▶ _PASSAGE TO READ_:
A~Mealy machine can be transformed to a Moore machine as shown below:
$$\vcenter{\baselineskip6pt\halign{$\ctr{#}$\qquad
&$\ctr{#}$\qquad
&$\ctr{#}$\qquad
&$\ctr{#}$\qquad
&$\ctr{#}$\cr
&&g&&h\cr
&a&&b\cr
i,?&&j,g&&k,h\cr}}$$

\bigskip\noindent
Generalized sequential machines: a Mealy machine, without restricting inputs
and outputs to be of length~1, and without assuming determinism.

\medskip
\noindent
A ({\it non-deterministic\/}) $gsm$ is:    

A finite set of states, $Q=\{q↓1,q↓2,\ldots\}$;

An input alphabet, $\Sigma =\{\sigma↓1,\sigma↓2,\ldots\}$;

An output alphabet, $\Delta =\{\tau↓1,\tau↓2,\ldots\}$;

A set of start states, $S\subset Q$;

A set of final states, $F\subset Q$;

A transition relation, $\delta\subset Q\times\Sigma↑*\times\Delta↑*\times Q.$

\bigskip
\noindent
A {\it computation\/} of a gsm M is a sequence
$q↓0,x↓1,y↓1,q↓1,x↓2,y↓2,q↓2,\ldots ,x↓n,y↓n,q↓n$, where 
$\langle q↓{i-1},x↓i,y↓i,q↓i\rangle$\break
$\in\delta$, $q↓0\in S$, $q↓n\in F$;
this computation has input $x↓1x↓2\cdots x↓n$,
and output $y↓1y↓2\cdots y↓n$.  The {\it input/output relation\/} $R↓M$ of~$M$ 
is the set of pairs $\langle x,y\rangle$ 
such that for some computation of~$M$, $x$~is the input 
and~$y$ is the output. The {\it input/output function\/} $Q↓M$ of~$M$ is defined by
$Q↓M(x)=\{\,y\mid (x,y)\in R↓M\,\}$.
If, for all~$x$, $|Q↓M(x)|≤1$, we may use $Q↓M(x)=$ the~$y$ 
(if any) such that $(x,y)\in R↓M$.

\medskip
\disleft 38pt::
{\bf Exercise}: Show that for every gsm, there is an equivalent one (same 
input-output relation) where if    
$\langle q,x,y,q'\rangle\in\delta$, then $|x|≤1$, $|y|≤1$.    

\medskip
\noindent
Let $\hat x$ be the reverse of string $x$.  
The {\sl dual\/} of $M$, $\widehat M$, has transition relation  
$\{\delta↓{\widehat M}=\{\langle q',\hat x,\hat y,q\rangle \mid$\break
$\langle q,x,y,q'\rangle \in\delta↓M\}$; 
its start and final state sets are 
$S↓{\widehat M}=F↓M$ and $F↓{\widehat M}=S↓M$; $\Sigma↓{\widehat M}=\Sigma↓M$
and $\Delta↓{\widehat M}=\Delta↓M$.

▶ _STORED ROWS_:
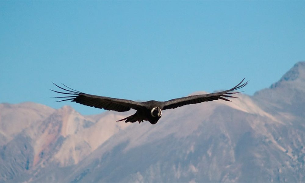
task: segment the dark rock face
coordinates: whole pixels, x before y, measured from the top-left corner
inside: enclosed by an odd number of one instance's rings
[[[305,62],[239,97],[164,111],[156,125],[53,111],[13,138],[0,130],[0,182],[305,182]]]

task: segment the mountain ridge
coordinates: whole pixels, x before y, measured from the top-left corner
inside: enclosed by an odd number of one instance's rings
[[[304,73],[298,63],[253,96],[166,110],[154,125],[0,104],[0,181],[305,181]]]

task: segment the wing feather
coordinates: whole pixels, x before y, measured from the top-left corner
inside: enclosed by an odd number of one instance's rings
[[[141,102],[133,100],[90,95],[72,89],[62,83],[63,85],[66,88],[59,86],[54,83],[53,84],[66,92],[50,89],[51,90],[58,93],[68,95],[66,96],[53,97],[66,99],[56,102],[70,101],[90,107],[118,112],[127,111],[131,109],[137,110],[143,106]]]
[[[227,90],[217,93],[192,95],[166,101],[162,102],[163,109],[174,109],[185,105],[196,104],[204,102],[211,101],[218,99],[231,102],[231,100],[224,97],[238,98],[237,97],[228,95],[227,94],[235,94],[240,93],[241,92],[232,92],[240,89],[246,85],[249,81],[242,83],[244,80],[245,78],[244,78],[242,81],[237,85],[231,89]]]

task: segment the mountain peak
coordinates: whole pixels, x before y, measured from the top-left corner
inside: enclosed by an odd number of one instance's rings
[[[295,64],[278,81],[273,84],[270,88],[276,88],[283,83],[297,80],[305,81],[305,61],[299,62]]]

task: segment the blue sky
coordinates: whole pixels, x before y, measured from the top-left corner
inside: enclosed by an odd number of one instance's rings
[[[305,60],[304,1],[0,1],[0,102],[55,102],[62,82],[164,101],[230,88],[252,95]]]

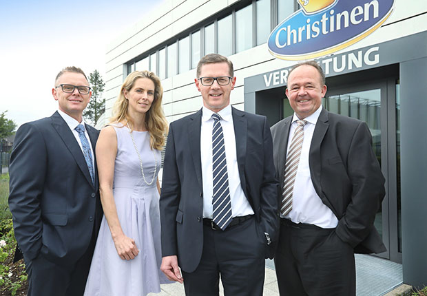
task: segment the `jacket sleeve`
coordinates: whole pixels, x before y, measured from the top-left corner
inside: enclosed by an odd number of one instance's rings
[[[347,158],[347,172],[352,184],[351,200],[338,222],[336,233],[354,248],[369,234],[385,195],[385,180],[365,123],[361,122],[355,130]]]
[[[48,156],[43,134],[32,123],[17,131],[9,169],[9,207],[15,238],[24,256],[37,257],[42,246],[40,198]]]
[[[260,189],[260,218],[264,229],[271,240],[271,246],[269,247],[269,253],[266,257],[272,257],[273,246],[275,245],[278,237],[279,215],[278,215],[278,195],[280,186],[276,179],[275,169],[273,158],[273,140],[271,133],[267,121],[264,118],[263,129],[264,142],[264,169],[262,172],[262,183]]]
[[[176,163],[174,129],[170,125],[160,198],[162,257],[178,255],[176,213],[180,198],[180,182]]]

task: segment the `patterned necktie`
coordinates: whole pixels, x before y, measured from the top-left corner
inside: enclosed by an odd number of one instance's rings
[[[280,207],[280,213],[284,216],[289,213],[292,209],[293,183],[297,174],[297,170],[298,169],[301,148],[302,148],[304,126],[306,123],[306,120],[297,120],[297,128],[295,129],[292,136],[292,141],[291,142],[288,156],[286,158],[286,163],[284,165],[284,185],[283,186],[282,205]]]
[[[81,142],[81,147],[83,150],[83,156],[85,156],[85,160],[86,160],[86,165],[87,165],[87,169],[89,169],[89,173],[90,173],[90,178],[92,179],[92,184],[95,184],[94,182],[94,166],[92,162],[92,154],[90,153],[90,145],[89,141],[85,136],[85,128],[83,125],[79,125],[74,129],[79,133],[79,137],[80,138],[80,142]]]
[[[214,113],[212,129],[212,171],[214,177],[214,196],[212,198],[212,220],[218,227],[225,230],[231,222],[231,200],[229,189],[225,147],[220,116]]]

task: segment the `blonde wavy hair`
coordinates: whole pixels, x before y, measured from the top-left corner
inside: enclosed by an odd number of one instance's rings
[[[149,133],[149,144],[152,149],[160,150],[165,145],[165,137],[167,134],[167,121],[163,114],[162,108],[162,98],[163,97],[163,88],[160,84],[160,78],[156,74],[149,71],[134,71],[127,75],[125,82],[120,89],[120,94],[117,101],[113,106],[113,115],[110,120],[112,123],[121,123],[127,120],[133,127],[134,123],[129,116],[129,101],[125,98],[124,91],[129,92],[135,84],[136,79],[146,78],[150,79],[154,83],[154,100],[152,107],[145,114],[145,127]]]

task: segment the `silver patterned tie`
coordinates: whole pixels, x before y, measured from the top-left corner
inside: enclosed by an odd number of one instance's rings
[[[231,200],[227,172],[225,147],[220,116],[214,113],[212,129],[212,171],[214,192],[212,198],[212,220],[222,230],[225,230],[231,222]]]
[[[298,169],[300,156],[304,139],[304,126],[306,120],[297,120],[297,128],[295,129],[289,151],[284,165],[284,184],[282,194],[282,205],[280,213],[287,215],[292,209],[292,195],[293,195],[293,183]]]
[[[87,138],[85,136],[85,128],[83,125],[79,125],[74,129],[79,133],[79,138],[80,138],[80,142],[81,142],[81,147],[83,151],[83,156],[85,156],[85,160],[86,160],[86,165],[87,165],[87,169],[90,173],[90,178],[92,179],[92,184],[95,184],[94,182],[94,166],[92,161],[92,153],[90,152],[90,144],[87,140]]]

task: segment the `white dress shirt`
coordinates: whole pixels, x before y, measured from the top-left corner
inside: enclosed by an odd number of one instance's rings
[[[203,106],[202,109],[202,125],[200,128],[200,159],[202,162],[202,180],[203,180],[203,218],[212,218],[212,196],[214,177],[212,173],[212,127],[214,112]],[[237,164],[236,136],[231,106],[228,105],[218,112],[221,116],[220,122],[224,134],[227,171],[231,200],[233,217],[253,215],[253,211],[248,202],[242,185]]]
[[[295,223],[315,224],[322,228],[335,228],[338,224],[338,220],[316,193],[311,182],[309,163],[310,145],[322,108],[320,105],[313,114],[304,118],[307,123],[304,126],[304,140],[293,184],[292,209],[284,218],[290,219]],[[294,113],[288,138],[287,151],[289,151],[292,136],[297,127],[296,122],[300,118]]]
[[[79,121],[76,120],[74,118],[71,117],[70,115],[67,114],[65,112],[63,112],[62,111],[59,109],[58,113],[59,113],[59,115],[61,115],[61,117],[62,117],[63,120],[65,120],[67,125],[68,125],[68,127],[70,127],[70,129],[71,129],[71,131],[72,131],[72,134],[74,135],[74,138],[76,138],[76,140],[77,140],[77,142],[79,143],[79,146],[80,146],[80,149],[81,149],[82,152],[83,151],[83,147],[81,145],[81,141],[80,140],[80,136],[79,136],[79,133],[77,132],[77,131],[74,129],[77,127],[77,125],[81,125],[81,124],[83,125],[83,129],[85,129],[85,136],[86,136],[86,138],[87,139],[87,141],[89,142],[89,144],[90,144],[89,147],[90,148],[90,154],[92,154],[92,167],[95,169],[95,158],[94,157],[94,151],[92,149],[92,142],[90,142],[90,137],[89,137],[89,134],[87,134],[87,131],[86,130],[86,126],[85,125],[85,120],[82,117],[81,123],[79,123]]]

▶ _WORK INSTRUCTIONS_: Continue the text on generalized sequential machines from its last sentence, the one defining the dual $\widehat M$, keeping the same notation and TeX markup.

▶ _WRITTEN ANSWER_:
\medskip
\disleft 38pt::
{\bf Exercise}: Show that $\langle\hat x,\hat y\rangle$ 
is in the IO relation of $\widehat M$ iff
$\langle x,y\rangle$ is in the IO relation of $M$.

\medskip
\disleft 38pt::
{\bf Exercise}: Show that $\skew6\widehat{\widehat M}=M$.

\medskip
\noindent
The {\sl converse\/} of $M$, $M↑{-1}$, has ${\Sigma↓{M↑{-1}}}=\Delta↓M$,
${\Delta↓{M↑{-1}}}=\Sigma↓M$; ${\delta↓{M↑{-1}}}
=\{\langle q,y,x,q'\rangle |\langle q,x,y,q'\rangle\in\delta↓M\}$

\medskip
\disleft 38pt::
{\bf Exercise}: Show that $(M↑{-1})↑{-1}=M$, and $(\widehat M)↑{-1}=
\widehat{(M↑{-1})}$.

\medskip
\noindent
The {\sl composition\/} of two gsm's is a gsm whose IO relation is the product
of their IO relations.  To construct a gsm which is the composition 
$M'\cdot M''$ of~$M'$ and~$M''$, 
put $M'$ and~$M''$ in the form, according to the
above exercise, where all input and output strings have length $≤1$.  Let the
states of $M'\cdot M''$ be $Q'\times Q''$.
The transitions of $M=M'\cdot M''$ include:

\smallskip
\disleft 25pt:
(1): If $\langle q'↓1,x',a,q'↓2\rangle\in\delta'$
and $\langle q''↓1,a,x'',
q''↓2\rangle\in\delta''$,
then $\langle\langle q'↓1,q''↓1\rangle ,
x',x'',\langle q'↓2,q''↓2\rangle\rangle  
\in\delta↓M$.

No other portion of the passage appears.